* [Task brief]:
Reproduce the records below verbatim, omitting the pictures.

* [Material provided]:
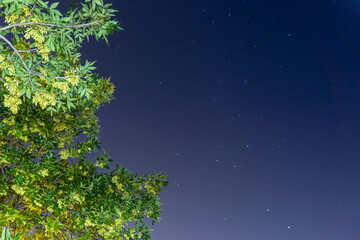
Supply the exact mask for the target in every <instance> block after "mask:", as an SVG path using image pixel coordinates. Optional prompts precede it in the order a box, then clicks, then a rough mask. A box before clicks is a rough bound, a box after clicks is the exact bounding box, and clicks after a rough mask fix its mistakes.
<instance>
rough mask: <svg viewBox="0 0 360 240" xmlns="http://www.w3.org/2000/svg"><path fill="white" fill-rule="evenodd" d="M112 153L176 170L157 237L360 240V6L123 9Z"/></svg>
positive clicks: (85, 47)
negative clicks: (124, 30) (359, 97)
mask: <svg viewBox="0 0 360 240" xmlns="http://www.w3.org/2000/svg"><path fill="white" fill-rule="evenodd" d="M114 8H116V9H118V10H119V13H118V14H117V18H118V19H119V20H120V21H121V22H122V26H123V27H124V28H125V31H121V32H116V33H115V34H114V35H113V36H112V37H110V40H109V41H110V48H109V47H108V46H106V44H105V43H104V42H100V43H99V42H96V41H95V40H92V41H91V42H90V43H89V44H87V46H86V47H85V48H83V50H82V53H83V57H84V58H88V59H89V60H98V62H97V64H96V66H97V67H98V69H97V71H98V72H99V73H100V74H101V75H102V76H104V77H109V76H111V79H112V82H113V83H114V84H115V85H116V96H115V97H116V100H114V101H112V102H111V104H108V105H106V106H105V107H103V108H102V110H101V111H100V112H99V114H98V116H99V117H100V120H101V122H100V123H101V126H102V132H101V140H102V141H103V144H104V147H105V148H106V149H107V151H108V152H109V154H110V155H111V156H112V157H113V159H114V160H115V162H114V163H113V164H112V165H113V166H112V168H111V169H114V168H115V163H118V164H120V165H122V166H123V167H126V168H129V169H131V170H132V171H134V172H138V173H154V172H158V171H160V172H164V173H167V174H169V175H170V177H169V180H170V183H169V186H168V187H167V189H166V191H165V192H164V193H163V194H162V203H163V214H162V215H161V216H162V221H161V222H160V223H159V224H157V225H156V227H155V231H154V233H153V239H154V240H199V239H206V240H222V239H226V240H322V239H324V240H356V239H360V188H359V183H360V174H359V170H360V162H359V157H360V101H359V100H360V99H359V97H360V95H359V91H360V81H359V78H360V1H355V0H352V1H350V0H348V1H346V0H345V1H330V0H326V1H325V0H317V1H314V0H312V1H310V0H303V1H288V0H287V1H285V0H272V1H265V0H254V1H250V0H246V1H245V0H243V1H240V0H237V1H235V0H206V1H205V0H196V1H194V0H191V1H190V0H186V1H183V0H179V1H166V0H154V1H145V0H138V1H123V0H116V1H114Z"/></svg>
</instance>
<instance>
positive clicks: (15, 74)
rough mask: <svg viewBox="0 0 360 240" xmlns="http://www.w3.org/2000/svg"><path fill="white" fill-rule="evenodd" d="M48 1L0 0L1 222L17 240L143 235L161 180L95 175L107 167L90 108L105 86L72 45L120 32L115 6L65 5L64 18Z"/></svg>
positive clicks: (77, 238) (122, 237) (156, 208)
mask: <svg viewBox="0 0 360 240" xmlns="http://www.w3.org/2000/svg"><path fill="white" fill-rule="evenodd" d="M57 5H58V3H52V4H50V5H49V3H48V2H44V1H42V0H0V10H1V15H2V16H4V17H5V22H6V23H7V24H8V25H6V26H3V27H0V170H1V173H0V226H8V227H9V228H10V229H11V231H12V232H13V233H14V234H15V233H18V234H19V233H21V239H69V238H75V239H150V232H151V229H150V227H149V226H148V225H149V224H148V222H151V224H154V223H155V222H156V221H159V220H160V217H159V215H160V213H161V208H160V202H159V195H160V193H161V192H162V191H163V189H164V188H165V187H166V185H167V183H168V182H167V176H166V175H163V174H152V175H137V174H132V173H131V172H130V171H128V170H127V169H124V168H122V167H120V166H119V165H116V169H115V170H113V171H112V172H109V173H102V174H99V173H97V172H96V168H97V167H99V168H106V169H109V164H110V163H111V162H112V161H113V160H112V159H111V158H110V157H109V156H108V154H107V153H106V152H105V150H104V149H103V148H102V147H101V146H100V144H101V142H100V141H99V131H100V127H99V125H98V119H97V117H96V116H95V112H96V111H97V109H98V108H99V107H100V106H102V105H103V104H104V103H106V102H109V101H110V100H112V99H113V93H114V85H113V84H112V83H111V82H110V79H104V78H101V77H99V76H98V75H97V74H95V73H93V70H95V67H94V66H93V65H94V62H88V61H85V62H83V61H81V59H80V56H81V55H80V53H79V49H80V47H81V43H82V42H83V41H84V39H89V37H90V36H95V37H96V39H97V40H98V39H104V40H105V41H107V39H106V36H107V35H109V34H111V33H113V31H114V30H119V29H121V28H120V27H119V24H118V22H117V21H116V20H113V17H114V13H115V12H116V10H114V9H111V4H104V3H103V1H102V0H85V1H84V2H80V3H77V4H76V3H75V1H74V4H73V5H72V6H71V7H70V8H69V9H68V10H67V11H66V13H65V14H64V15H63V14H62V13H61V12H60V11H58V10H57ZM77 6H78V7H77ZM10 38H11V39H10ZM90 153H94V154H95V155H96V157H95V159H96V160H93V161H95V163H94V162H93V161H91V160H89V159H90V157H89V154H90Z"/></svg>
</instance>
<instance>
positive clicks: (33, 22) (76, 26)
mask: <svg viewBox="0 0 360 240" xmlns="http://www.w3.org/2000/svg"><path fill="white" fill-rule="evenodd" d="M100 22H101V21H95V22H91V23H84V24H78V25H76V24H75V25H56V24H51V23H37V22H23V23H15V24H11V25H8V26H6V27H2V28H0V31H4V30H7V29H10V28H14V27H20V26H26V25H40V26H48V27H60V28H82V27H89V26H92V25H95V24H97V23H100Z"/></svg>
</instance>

* [Answer to the exercise]:
Supply the exact mask for the target in every <instance> block after "mask:", as an SVG path using image pixel coordinates. Optional prompts precede it in the order a box, then clicks, then a rough mask. A box before clicks is a rough bound, a box after clicks is the exact bounding box, and clicks after a rough mask fix its mistakes.
<instance>
rough mask: <svg viewBox="0 0 360 240" xmlns="http://www.w3.org/2000/svg"><path fill="white" fill-rule="evenodd" d="M112 153L176 170L157 237L360 240V6L123 9Z"/></svg>
positive clicks: (85, 47)
negative clicks: (124, 30) (359, 97)
mask: <svg viewBox="0 0 360 240" xmlns="http://www.w3.org/2000/svg"><path fill="white" fill-rule="evenodd" d="M114 8H116V9H118V10H119V13H118V14H117V18H118V19H119V20H120V21H121V22H122V26H123V27H124V28H125V31H121V32H116V33H115V34H114V35H113V36H112V37H110V40H109V41H110V48H109V47H108V46H106V44H105V43H104V42H100V43H99V42H96V41H95V40H92V41H91V42H90V43H89V44H87V46H86V47H85V48H83V50H82V53H83V57H84V58H88V59H89V60H98V62H97V64H96V66H97V67H98V69H97V71H98V72H99V73H100V74H101V75H102V76H104V77H109V76H111V79H112V82H113V83H114V84H115V85H116V96H115V97H116V100H114V101H112V102H111V104H108V105H106V106H105V107H103V108H102V110H101V111H100V112H99V114H98V116H99V117H100V120H101V122H100V123H101V126H102V132H101V140H102V141H103V144H104V147H105V148H106V149H107V151H108V152H109V154H110V155H111V156H112V157H113V159H114V160H115V162H114V163H113V164H112V165H113V166H112V168H111V169H114V168H115V163H118V164H120V165H122V166H123V167H126V168H129V169H131V170H132V171H134V172H138V173H154V172H158V171H160V172H164V173H167V174H169V175H170V177H169V180H170V183H169V186H168V187H167V189H166V191H165V192H164V193H163V194H162V203H163V214H162V215H161V216H162V221H161V222H160V223H159V224H157V225H156V227H155V231H154V233H153V239H154V240H199V239H206V240H222V239H226V240H322V239H324V240H356V239H360V188H359V183H360V174H359V170H360V162H359V157H360V101H359V100H360V99H359V97H360V95H359V91H360V81H359V78H360V1H355V0H352V1H350V0H348V1H346V0H345V1H330V0H326V1H325V0H317V1H314V0H312V1H310V0H303V1H288V0H287V1H285V0H272V1H265V0H254V1H250V0H246V1H245V0H243V1H240V0H237V1H235V0H206V1H205V0H196V1H194V0H191V1H190V0H186V1H183V0H179V1H166V0H154V1H145V0H138V1H123V0H116V1H114Z"/></svg>
</instance>
<instance>
positive clicks: (15, 74)
rough mask: <svg viewBox="0 0 360 240" xmlns="http://www.w3.org/2000/svg"><path fill="white" fill-rule="evenodd" d="M48 1L0 0L1 222L17 240L143 235L161 180L95 175L107 167L90 108L105 86L72 45L120 32L115 6L65 5L64 18Z"/></svg>
positive clicks: (77, 238) (122, 237) (156, 208)
mask: <svg viewBox="0 0 360 240" xmlns="http://www.w3.org/2000/svg"><path fill="white" fill-rule="evenodd" d="M57 5H58V3H52V4H50V5H49V3H48V2H44V1H42V0H0V10H1V15H2V16H4V17H5V22H6V23H7V24H8V25H6V26H3V27H0V170H1V173H0V226H8V227H9V228H10V229H11V231H12V232H13V233H14V234H15V233H18V234H19V233H21V239H69V238H75V239H150V232H151V229H150V227H149V226H148V225H149V224H148V222H151V224H154V223H155V222H156V221H159V220H160V217H159V215H160V213H161V208H160V202H159V195H160V193H161V192H162V191H163V189H164V188H165V187H166V185H167V183H168V182H167V176H166V175H163V174H152V175H137V174H132V173H131V172H130V171H128V170H127V169H124V168H122V167H120V166H119V165H116V169H115V170H113V171H112V172H109V173H102V174H99V173H97V172H96V168H97V167H99V168H106V169H109V164H110V163H111V162H112V161H113V160H112V159H111V158H110V157H109V156H108V154H107V153H106V152H105V150H104V149H103V148H102V147H101V146H100V144H101V142H100V141H99V131H100V127H99V125H98V119H97V117H96V116H95V112H96V111H97V109H98V108H99V107H100V106H102V105H103V104H104V103H106V102H109V101H110V100H112V99H113V93H114V85H113V84H112V83H111V82H110V79H104V78H101V77H99V76H98V75H97V74H95V73H93V70H95V67H94V66H93V65H94V62H88V61H85V62H83V61H81V59H80V56H81V55H80V53H79V49H80V47H81V43H82V42H83V41H84V39H89V37H90V36H95V37H96V39H97V40H98V39H104V40H105V41H107V39H106V36H107V35H109V34H111V33H113V31H114V30H119V29H121V28H120V27H119V24H118V22H117V21H116V20H113V17H114V13H115V12H116V10H114V9H111V4H104V3H103V1H102V0H85V1H84V2H80V3H77V4H76V3H75V1H74V4H73V5H72V6H71V7H70V8H69V9H68V10H67V11H66V13H65V14H64V15H63V14H62V13H61V12H60V11H58V10H57ZM77 6H78V7H77ZM10 38H11V39H10ZM90 153H94V154H95V155H96V157H95V159H96V160H93V161H95V163H94V162H93V161H91V160H89V159H90V157H89V154H90Z"/></svg>
</instance>
<instance>
positive clicks: (33, 22) (76, 26)
mask: <svg viewBox="0 0 360 240" xmlns="http://www.w3.org/2000/svg"><path fill="white" fill-rule="evenodd" d="M100 22H101V21H95V22H91V23H84V24H78V25H76V24H75V25H56V24H51V23H37V22H23V23H15V24H11V25H8V26H6V27H2V28H0V31H4V30H7V29H10V28H14V27H20V26H26V25H40V26H48V27H60V28H82V27H89V26H92V25H95V24H97V23H100Z"/></svg>
</instance>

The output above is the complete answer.